• About this task
What you give must be exactly the lines of the material from the first through the line that contains "fill_convention: even-odd", inclusive, and no others.

• Exercise data

•••••

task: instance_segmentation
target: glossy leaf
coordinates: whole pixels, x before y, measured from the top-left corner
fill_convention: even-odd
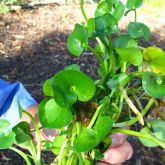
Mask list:
[[[121,35],[121,36],[117,37],[115,39],[114,44],[115,44],[116,48],[126,48],[126,47],[127,48],[135,47],[136,48],[138,46],[137,41],[134,39],[131,39],[131,37],[128,35]]]
[[[102,16],[105,13],[109,13],[112,10],[112,2],[109,0],[104,0],[97,6],[95,11],[95,16]]]
[[[90,18],[87,22],[87,31],[88,31],[88,36],[92,37],[92,35],[95,32],[95,19]]]
[[[43,91],[46,96],[54,96],[53,87],[52,87],[53,78],[50,78],[44,82]]]
[[[147,125],[153,130],[153,135],[165,142],[165,121],[154,119],[147,122]]]
[[[13,132],[16,134],[16,143],[24,148],[30,147],[30,143],[32,142],[32,136],[30,134],[30,125],[23,121],[16,125],[13,128]]]
[[[165,52],[155,46],[150,46],[144,49],[143,56],[145,61],[152,61],[159,56],[165,56]]]
[[[98,36],[103,37],[107,33],[115,32],[117,29],[117,21],[112,14],[106,13],[95,18],[95,30]]]
[[[107,82],[107,86],[112,88],[124,87],[129,81],[129,77],[126,73],[121,73],[119,75],[115,75]]]
[[[143,37],[147,41],[150,38],[150,29],[143,23],[130,22],[128,24],[128,35],[135,39]]]
[[[137,9],[139,8],[143,3],[143,0],[127,0],[126,7],[128,9]]]
[[[128,62],[139,66],[143,61],[143,54],[138,48],[116,48],[120,62]]]
[[[57,104],[70,107],[77,100],[90,100],[95,94],[95,84],[80,71],[63,70],[54,76],[53,90]]]
[[[74,141],[74,147],[79,152],[87,152],[98,145],[96,132],[90,128],[83,128]]]
[[[53,98],[46,102],[45,116],[52,128],[62,128],[73,119],[71,108],[60,107]]]
[[[123,16],[125,11],[125,6],[121,1],[118,1],[115,5],[115,9],[112,12],[113,16],[115,17],[115,19],[117,21],[119,21],[121,19],[121,17]]]
[[[165,76],[158,76],[153,72],[145,72],[142,77],[145,92],[155,98],[165,96]]]
[[[10,128],[10,123],[0,119],[0,149],[7,149],[15,142],[15,133]]]
[[[68,65],[64,70],[76,70],[80,71],[80,66],[77,64]]]
[[[96,131],[97,143],[99,144],[110,132],[113,121],[109,116],[100,116],[93,129]]]
[[[152,131],[148,128],[148,127],[144,127],[141,129],[140,133],[142,134],[152,134]],[[153,141],[147,139],[147,138],[139,138],[139,140],[141,141],[141,143],[147,147],[156,147],[158,146],[156,143],[154,143]]]
[[[67,40],[67,48],[70,53],[75,56],[80,56],[88,43],[88,34],[85,27],[76,24],[73,32]]]
[[[165,73],[165,55],[154,58],[150,62],[150,66],[153,72],[164,74]]]
[[[53,144],[52,144],[52,148],[53,148],[52,151],[55,155],[58,155],[60,153],[60,149],[61,149],[65,139],[66,139],[66,134],[58,135],[54,139]],[[65,149],[64,152],[66,152],[66,151],[67,150]]]
[[[46,115],[45,115],[45,105],[47,103],[49,99],[44,99],[41,101],[41,103],[39,104],[39,107],[38,107],[38,118],[39,118],[39,121],[41,123],[41,125],[44,127],[44,128],[53,128],[47,121],[46,119]]]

•••••

• Result of the task
task: instance_segmentation
target: glossy leaf
coordinates: whole pixels, x before y, measured from the top-left corner
fill_convention: even-odd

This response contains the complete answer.